- _OBJECTIVE_
Set down the material once more, exactly as it appears.

★ ★ ★ ★ ★ ★ ★

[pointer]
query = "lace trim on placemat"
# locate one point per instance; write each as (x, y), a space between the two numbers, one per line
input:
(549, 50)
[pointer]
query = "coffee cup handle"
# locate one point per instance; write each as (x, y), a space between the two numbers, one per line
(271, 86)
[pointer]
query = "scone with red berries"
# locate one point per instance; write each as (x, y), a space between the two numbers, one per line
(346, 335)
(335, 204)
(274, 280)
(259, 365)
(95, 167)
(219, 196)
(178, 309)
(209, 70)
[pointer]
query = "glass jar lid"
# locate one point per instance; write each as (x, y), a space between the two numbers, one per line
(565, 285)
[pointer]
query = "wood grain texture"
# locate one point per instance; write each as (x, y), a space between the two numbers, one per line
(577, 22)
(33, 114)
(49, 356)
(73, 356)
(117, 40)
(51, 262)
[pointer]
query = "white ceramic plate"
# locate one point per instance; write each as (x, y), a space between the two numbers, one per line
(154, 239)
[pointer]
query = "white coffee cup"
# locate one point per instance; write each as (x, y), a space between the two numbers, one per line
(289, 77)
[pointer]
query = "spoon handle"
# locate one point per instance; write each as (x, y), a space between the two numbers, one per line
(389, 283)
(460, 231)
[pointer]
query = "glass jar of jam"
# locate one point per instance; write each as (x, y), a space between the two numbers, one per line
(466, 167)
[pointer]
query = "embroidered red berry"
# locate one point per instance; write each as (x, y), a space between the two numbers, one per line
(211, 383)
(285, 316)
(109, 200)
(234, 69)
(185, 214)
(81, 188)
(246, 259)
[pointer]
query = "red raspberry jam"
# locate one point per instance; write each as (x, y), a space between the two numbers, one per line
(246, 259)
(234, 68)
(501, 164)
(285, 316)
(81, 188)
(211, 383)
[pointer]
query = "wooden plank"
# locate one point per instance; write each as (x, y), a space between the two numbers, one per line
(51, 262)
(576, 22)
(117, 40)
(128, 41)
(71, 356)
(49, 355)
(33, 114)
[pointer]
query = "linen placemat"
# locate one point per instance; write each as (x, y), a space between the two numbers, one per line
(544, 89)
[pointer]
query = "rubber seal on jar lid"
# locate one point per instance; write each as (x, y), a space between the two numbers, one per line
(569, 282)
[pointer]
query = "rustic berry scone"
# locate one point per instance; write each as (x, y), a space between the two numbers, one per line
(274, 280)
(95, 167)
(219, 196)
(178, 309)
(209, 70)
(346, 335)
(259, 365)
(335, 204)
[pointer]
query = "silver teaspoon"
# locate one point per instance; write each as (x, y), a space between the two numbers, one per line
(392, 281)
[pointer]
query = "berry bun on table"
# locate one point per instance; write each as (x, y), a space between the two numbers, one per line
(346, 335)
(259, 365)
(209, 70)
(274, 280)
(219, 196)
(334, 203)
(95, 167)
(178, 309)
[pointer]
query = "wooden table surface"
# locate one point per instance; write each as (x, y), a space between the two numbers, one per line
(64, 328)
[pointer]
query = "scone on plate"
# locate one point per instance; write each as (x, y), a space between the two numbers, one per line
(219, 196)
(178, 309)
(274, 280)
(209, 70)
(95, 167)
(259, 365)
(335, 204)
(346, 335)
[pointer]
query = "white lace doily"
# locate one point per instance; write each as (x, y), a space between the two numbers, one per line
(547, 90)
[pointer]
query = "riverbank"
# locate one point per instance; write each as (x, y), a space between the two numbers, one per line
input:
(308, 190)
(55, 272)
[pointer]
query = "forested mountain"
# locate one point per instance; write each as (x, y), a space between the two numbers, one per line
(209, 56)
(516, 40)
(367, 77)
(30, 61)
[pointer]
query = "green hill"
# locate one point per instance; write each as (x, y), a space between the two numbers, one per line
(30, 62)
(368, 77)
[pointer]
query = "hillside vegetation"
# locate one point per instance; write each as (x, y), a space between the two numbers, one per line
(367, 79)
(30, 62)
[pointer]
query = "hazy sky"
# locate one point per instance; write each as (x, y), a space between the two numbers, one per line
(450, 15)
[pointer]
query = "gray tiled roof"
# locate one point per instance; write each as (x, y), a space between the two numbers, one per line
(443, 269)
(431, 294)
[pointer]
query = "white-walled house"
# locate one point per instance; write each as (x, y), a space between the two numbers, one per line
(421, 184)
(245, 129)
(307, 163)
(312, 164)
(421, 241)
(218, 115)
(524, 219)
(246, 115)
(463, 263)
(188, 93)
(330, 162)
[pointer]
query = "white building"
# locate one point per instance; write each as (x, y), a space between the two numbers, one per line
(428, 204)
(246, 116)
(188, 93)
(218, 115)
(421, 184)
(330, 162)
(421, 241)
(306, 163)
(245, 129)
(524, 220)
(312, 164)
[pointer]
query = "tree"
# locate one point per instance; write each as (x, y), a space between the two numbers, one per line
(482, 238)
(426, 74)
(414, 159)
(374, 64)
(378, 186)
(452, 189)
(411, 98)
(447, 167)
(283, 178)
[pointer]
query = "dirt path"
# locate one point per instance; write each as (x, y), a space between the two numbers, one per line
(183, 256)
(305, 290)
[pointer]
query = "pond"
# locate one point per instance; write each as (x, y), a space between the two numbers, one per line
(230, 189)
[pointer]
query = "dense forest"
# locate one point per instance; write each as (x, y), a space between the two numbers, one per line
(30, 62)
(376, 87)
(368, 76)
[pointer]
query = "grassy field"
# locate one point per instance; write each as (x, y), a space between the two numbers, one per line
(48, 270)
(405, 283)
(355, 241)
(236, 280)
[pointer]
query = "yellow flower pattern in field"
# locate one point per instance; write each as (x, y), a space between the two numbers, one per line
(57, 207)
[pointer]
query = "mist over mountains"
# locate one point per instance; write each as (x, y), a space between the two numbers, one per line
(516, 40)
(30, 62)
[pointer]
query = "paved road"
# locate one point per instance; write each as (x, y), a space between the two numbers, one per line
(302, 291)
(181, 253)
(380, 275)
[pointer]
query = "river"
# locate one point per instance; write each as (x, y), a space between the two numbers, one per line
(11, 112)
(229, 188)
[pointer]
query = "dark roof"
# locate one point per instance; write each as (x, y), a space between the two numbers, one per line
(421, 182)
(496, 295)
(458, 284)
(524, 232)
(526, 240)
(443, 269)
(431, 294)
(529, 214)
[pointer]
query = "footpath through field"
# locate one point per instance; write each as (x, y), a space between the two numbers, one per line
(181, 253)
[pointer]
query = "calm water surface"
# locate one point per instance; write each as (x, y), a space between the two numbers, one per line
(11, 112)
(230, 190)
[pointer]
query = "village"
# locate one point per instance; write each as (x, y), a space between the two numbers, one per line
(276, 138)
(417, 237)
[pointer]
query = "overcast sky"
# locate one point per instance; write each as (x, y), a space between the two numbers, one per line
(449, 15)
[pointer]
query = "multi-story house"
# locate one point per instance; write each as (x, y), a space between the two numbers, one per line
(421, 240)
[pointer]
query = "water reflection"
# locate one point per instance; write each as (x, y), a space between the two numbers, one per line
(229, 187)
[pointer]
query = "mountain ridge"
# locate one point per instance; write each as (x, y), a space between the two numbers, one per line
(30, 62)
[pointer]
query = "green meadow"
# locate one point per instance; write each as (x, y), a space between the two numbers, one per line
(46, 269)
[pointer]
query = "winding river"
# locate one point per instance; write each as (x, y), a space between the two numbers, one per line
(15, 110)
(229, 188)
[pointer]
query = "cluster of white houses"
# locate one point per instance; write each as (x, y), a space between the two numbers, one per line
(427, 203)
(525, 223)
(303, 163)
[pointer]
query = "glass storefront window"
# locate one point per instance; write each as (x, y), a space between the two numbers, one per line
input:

★ ★ ★ ★ ★ ★ ★

- _RESULT OF THE EXERCISE_
[pointer]
query = "lace trim on placemat"
# locate one point per instance; write each as (x, y), a space between the two numbers, one per line
input:
(549, 50)
[pointer]
query = "coffee cup handle"
# locate one point per instance; write each as (x, y), a space between the two numbers, one per line
(271, 86)
[pointer]
query = "scone with red berries"
# locate one point per instance; write each as (x, y), a space between the two numbers, one per line
(346, 335)
(335, 204)
(274, 280)
(259, 365)
(95, 167)
(219, 196)
(178, 309)
(209, 70)
[pointer]
query = "glass jar lid"
# locate one point per instance; write each as (x, y), a space between the two numbers, one per line
(565, 285)
[pointer]
query = "wood grain texture"
# locate one point per instance; write each as (x, y), a space between the two numbers, one per line
(577, 22)
(33, 114)
(49, 356)
(73, 356)
(117, 40)
(51, 262)
[pointer]
query = "white ceramic plate"
# locate one point per instance; write each as (x, y), a space between the two numbers, one per line
(154, 239)
[pointer]
query = "white coffee cup"
# locate one point per instance; write each as (x, y), a space between the two numbers, one per line
(289, 77)
[pointer]
query = "spoon handle"
# locate one point per instance; write each as (x, y), a space between the two numbers, one per line
(389, 283)
(460, 231)
[pointer]
query = "glass jar of jam"
# locate one point per instance; write each as (x, y), a space between the two numbers, one per line
(466, 167)
[pointer]
query = "embroidered red berry"
# locate one point per instance; write each as (x, y), a space between the two numbers, one per line
(211, 383)
(285, 316)
(109, 200)
(234, 69)
(185, 214)
(81, 188)
(246, 259)
[pointer]
query = "red raspberry jam"
# locate one point per instance; write each as (x, y), a space between the two numbers, one per line
(246, 259)
(234, 68)
(501, 164)
(285, 316)
(81, 188)
(211, 383)
[pointer]
query = "wooden plank"
# locate one point per instance; write each as (x, y), a space between the two numbers, one per line
(51, 262)
(576, 22)
(117, 40)
(128, 41)
(71, 356)
(49, 355)
(33, 114)
[pointer]
query = "linen placemat"
# locate one point per instance; write each as (x, y), a space between the two numbers, one per line
(544, 89)
[pointer]
query = "rubber seal on jar lid"
# locate one point per instance; write each as (x, y), a space between the two numbers, one per line
(569, 282)
[pointer]
query = "rustic berry scone"
# locate one point per instance; write each as (x, y), a space between the two numbers, one per line
(274, 280)
(95, 167)
(219, 196)
(178, 309)
(209, 70)
(346, 335)
(259, 365)
(335, 204)
[pointer]
query = "silver teaspoon"
# locate one point per instance; write each as (x, y), a space between the two numbers, one per line
(392, 281)
[pointer]
query = "berry bun on table"
# locate one point per instance; write each as (x, y), a space between the two numbers, one per line
(346, 335)
(259, 365)
(209, 70)
(274, 280)
(219, 196)
(334, 203)
(95, 167)
(178, 309)
[pointer]
query = "wooden table surface"
# locate one point per instance; write each as (x, y), a space between the two numbers, one per line
(64, 328)
[pointer]
query = "scone on plate"
# locate one point per instance; write each as (x, y), a space between the two numbers, one per line
(219, 196)
(178, 309)
(274, 280)
(209, 70)
(95, 167)
(259, 365)
(335, 204)
(346, 335)
[pointer]
query = "white lace doily"
# locate one point per instance; write each as (x, y), a space between the two numbers, one per line
(547, 90)
[pointer]
query = "riverbank"
# locate one point per instance; write each as (x, y), a space between the two numbers, one per line
input:
(308, 190)
(55, 272)
[pointer]
query = "forested mountain"
# locate one point per instance; write each as (x, y), a space between the two numbers, one per line
(209, 56)
(516, 40)
(367, 77)
(30, 61)
[pointer]
query = "green hill"
# locate one point per instance; write each as (x, y), a space between the two numbers, one per line
(30, 62)
(368, 77)
[pointer]
query = "hillside vegetation"
# locate one point per instance; write each as (x, y), a space between the two numbers, one per line
(367, 79)
(30, 62)
[pointer]
query = "hazy sky"
# locate one point per instance; write each as (x, y), a space between the two numbers, one per line
(450, 15)
[pointer]
query = "gray tiled roof"
# locate one point per instance; write each as (x, y), a space between the two numbers, one per line
(443, 269)
(431, 294)
[pointer]
query = "white-walled house"
# locate one point per instance; write each as (x, y), a space between the two numbers, one per line
(421, 184)
(245, 129)
(307, 163)
(312, 164)
(421, 241)
(218, 115)
(524, 219)
(246, 115)
(463, 263)
(188, 93)
(330, 162)
[pointer]
query = "white building"
# locate one point per instance; write each as (x, y), a space between the two numbers, one per line
(428, 204)
(246, 116)
(188, 93)
(218, 115)
(421, 184)
(330, 162)
(421, 241)
(306, 163)
(245, 129)
(524, 220)
(312, 164)
[pointer]
query = "tree"
# locate one point per instance; write each as (x, y), a space between the two numbers, one per line
(482, 238)
(426, 74)
(414, 159)
(374, 64)
(378, 186)
(452, 189)
(411, 98)
(447, 167)
(283, 178)
[pointer]
query = "dirt path"
# locate one point per instance; write each as (x, y), a space between the two numbers, one per line
(183, 256)
(305, 290)
[pointer]
query = "pond"
# locate one point per instance; write each as (x, y), a space between the two numbers, one per line
(230, 189)
[pointer]
query = "dense forest"
# locate one point per instance; write each as (x, y), a space between the two numbers, one per line
(30, 62)
(376, 87)
(368, 76)
[pointer]
query = "grassy field"
# locate one point per instance; write each as (x, y), a space between the two numbers, one per line
(48, 270)
(405, 283)
(355, 241)
(236, 280)
[pointer]
query = "yellow flower pattern in field"
# locate one point per instance; write each as (x, y), a space between the two numbers, one per line
(57, 207)
[pointer]
query = "mist over mountains"
# locate one point per instance; write each as (x, y), a space between the two numbers, one per line
(516, 40)
(30, 62)
[pointer]
query = "paved road"
# locate one point per instance; write each as (x, y), a space between the two numbers, one per line
(302, 291)
(181, 253)
(380, 275)
[pointer]
query = "river"
# locate one point per instance; write each as (x, y), a space between the two numbers, one per line
(11, 112)
(229, 188)
[pointer]
query = "dark roof"
# locate one point per instance; write each as (x, y), a space between the two numbers, one per line
(421, 182)
(496, 295)
(458, 284)
(524, 232)
(526, 240)
(443, 269)
(431, 294)
(529, 214)
[pointer]
query = "footpath through field"
# locate one point per instance; write each as (x, y), a space between the two numbers, one per line
(181, 253)
[pointer]
query = "calm water surface"
# locate one point per instance; write each as (x, y), a space between the two numbers, one per line
(11, 112)
(230, 190)
[pointer]
query = "village"
# locate one point per instance; write each as (x, y), a space between the two numbers, one per line
(276, 138)
(417, 237)
[pointer]
query = "overcast sky"
# locate one point per instance; write each as (x, y), a space between the two numbers, one per line
(449, 15)
[pointer]
query = "multi-story house"
# locate one point per instance; write each as (x, y), a space between the two numbers, one per line
(421, 240)
[pointer]
query = "water reflection"
# locate one point per instance; write each as (x, y), a space between the two numbers, one per line
(229, 187)
[pointer]
query = "mountain ridge"
# locate one point per instance; write each as (x, y), a space between the two numbers, one per line
(30, 62)
[pointer]
query = "green meadow"
# locate one point per instance; write each as (x, y), a space between the two numbers, one per line
(46, 269)
[pointer]
query = "winding river"
# locate one point per instance; write each as (x, y), a space between the two numbers, one per line
(15, 110)
(229, 188)
[pointer]
query = "cluster of white houses"
# locate one point per instance; write each as (x, y), a space between the two numbers, one per line
(427, 203)
(525, 223)
(303, 163)
[pointer]
query = "glass storefront window"
# locate one point per instance; write each as (x, y), a space between the two numbers, one per line
input:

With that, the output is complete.